## GOAL OF THE EXERCISE
Reproduce the rows below word for word, omitting the pictures.

◆ ◆ ◆ ◆ ◆ ◆ ◆

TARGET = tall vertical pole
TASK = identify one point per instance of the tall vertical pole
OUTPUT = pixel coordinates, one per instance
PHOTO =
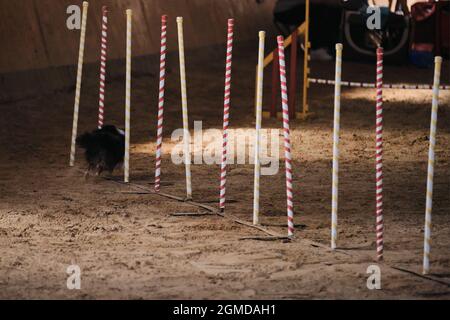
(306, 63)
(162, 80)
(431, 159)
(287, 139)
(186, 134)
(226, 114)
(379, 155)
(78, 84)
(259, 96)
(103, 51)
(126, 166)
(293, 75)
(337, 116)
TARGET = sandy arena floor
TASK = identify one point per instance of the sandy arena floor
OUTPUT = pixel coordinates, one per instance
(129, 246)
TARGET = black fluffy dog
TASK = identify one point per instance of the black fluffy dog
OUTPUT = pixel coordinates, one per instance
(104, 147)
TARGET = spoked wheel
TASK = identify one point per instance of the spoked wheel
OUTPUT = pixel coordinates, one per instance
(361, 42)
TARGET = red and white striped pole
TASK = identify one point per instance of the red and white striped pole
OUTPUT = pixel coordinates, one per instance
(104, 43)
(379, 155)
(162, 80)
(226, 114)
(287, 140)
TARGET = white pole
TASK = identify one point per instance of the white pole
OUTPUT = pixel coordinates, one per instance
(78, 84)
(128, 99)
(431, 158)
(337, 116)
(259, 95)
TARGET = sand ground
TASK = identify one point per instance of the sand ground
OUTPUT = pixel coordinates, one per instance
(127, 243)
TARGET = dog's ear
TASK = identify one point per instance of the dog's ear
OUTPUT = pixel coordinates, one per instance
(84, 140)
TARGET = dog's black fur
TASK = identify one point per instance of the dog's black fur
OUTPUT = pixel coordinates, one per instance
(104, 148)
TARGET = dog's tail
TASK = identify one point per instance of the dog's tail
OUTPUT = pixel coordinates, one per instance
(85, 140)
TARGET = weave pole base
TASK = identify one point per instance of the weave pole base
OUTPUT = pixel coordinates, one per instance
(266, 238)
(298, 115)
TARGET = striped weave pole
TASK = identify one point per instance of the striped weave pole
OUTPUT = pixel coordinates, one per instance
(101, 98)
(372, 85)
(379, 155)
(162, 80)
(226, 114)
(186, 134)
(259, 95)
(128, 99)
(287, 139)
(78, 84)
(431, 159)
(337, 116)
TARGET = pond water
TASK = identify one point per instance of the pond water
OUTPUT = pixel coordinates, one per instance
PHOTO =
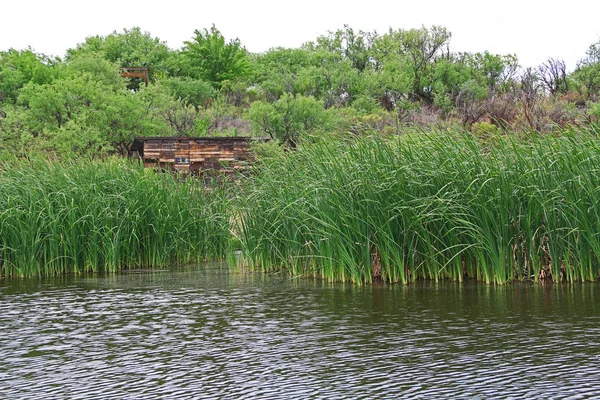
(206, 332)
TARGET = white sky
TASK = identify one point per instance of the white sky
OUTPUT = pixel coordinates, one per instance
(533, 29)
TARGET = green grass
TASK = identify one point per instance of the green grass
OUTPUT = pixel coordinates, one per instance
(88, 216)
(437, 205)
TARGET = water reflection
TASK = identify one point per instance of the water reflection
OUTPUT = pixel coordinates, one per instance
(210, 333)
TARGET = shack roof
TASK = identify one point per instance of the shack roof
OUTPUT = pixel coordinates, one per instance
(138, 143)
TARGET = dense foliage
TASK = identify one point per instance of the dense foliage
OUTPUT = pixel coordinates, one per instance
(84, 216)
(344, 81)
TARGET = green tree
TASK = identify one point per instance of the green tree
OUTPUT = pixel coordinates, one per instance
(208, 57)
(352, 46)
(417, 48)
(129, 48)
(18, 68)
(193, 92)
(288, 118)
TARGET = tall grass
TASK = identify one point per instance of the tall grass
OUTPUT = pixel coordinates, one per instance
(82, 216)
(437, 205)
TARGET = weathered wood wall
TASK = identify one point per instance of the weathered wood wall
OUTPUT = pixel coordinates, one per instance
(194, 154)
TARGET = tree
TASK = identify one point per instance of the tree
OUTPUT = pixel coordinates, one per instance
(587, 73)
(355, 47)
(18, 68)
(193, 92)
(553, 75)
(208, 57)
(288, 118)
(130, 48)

◆ ◆ ◆ ◆ ◆ ◆ ◆

## THE RESPONSE
TARGET = tall vertical pole
TASK = identify one point per instance of the tall vertical pole
OUTPUT = pixel coordinates, one per instance
PHOTO =
(306, 63)
(162, 80)
(431, 159)
(287, 139)
(186, 134)
(226, 114)
(379, 155)
(78, 84)
(259, 96)
(103, 51)
(126, 166)
(293, 75)
(337, 116)
TARGET = sandy arena floor
TASK = identify one point per instance of the sandy arena floor
OUTPUT = pixel coordinates, one per instance
(129, 246)
TARGET = black fluffy dog
TASK = identify one point per instance of the black fluffy dog
OUTPUT = pixel coordinates, one per instance
(104, 147)
TARGET = spoked wheel
TASK = identify one point per instance of the spoked wheel
OUTPUT = pixel coordinates, one per instance
(361, 42)
TARGET = red and white striped pole
TASK = identify one point per instance of the red and white striped pole
OUTPUT = pixel coordinates, one per instance
(104, 43)
(379, 155)
(162, 80)
(226, 114)
(287, 140)
TARGET = white pole
TASK = identify one point per instance of the white pole
OUTPUT = pixel coordinates, one per instance
(78, 84)
(128, 99)
(431, 158)
(337, 116)
(259, 95)
TARGET = sand ground
TASK = identify one point per instance of the sand ground
OUTPUT = pixel coordinates, one per instance
(127, 243)
TARGET = dog's ear
TASK = identify one point per instance of the dog's ear
OUTPUT = pixel coordinates, one per instance
(84, 140)
TARGET = dog's black fur
TASK = identify one point per instance of the dog's black fur
OUTPUT = pixel coordinates, one per instance
(104, 148)
TARGET = dog's tail
TASK = identify one point per instance of the dog's tail
OUTPUT = pixel coordinates, one per instance
(85, 140)
TARGET = weave pole base
TASK = identify one point per instance of the weave pole base
OUTPUT = pixel coordinates, one per instance
(266, 238)
(298, 115)
TARGET = striped weave pole
TASK = identify one point per instance of the striped weave pole
OUTPUT = pixel coordinates, one per instance
(101, 98)
(372, 85)
(379, 155)
(162, 80)
(226, 114)
(186, 134)
(259, 95)
(128, 99)
(287, 139)
(78, 84)
(431, 159)
(337, 116)
TARGET = pond water
TASK = identify one point per instance of the pond water
OUTPUT = pixel coordinates, one per instance
PHOTO =
(206, 332)
TARGET = white sky
TASK = identify one point per instance of the white sky
OUTPUT = pixel coordinates, one per instance
(533, 29)
TARGET = green grass
TASK = identify one point per instance of the green grass
OUTPUT = pixel coordinates, one per instance
(88, 216)
(437, 205)
TARGET = water reflection
TASK = identify one point per instance of the water reflection
OUTPUT = pixel coordinates, one per instance
(210, 333)
TARGET = shack roof
TASK = identify one point per instance of the shack roof
OUTPUT = pixel coordinates, one per instance
(138, 143)
TARGET = dense foliage
TASK = identify one point per instance of the dense foliage
OUTPUT = pixel coordinates, one per instance
(84, 216)
(344, 81)
TARGET = green tree
TASK = identify one point per instance of the green tree
OUTPUT = pixel coordinates, one per instance
(208, 57)
(352, 46)
(417, 48)
(129, 48)
(18, 68)
(193, 92)
(288, 118)
TARGET = tall grass
TASK = identify one point per instance of the tall grass
OUTPUT = pixel coordinates, one per instance
(82, 216)
(437, 205)
TARGET = weathered wood wall
TASK = identify one point per instance of the weathered wood wall
OUTPUT = pixel coordinates, one per instance
(194, 154)
TARGET = tree
TASK = identify one point per instance of the tree
OUTPUT = pixel coordinates, one per instance
(587, 73)
(355, 47)
(18, 68)
(193, 92)
(553, 75)
(208, 57)
(288, 118)
(130, 48)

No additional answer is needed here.